= Records =
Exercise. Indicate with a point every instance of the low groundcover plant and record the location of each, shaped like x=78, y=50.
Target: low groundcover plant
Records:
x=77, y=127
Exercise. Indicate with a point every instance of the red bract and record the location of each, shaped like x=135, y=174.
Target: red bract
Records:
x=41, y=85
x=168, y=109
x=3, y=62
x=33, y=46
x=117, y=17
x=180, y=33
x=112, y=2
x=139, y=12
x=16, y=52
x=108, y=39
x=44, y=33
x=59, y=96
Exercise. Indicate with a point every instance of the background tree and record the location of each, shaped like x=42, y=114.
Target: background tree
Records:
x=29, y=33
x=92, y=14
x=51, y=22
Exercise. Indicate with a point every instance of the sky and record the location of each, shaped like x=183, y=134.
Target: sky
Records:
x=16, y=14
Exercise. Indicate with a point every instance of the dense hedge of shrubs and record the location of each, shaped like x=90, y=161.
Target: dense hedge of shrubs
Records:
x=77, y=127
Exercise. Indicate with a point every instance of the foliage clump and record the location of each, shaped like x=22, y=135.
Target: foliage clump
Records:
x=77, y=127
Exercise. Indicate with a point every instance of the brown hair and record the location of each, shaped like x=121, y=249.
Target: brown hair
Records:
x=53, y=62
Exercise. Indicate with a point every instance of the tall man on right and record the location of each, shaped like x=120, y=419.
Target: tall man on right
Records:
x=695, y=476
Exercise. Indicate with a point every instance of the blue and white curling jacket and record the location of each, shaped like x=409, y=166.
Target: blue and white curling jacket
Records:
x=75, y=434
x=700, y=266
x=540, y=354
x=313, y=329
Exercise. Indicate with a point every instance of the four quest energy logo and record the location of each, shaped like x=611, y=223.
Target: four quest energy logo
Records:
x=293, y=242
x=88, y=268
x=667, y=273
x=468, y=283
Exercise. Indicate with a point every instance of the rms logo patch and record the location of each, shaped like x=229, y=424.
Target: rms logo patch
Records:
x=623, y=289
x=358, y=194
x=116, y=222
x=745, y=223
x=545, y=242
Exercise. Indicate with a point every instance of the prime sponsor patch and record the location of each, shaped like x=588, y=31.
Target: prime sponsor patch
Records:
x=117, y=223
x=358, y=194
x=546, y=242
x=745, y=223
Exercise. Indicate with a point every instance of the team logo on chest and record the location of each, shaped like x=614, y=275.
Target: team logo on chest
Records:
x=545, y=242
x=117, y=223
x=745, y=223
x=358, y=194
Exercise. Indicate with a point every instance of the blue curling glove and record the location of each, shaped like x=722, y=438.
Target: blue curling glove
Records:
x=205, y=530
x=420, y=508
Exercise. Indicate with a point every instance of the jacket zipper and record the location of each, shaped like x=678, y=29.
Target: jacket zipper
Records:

= What the exercise asks =
Copy the lines verbatim, starting at the line that contains "Exercise. Indicate with a point every instance of the four" and ending at the line that contains "x=468, y=283", with both of those lines included.

= Expected answer =
Exercise. Indicate with a point every instance of the four quest energy logo and record the location of each, shaped like x=611, y=223.
Target: four quest energy logo
Records:
x=293, y=242
x=88, y=268
x=667, y=273
x=468, y=283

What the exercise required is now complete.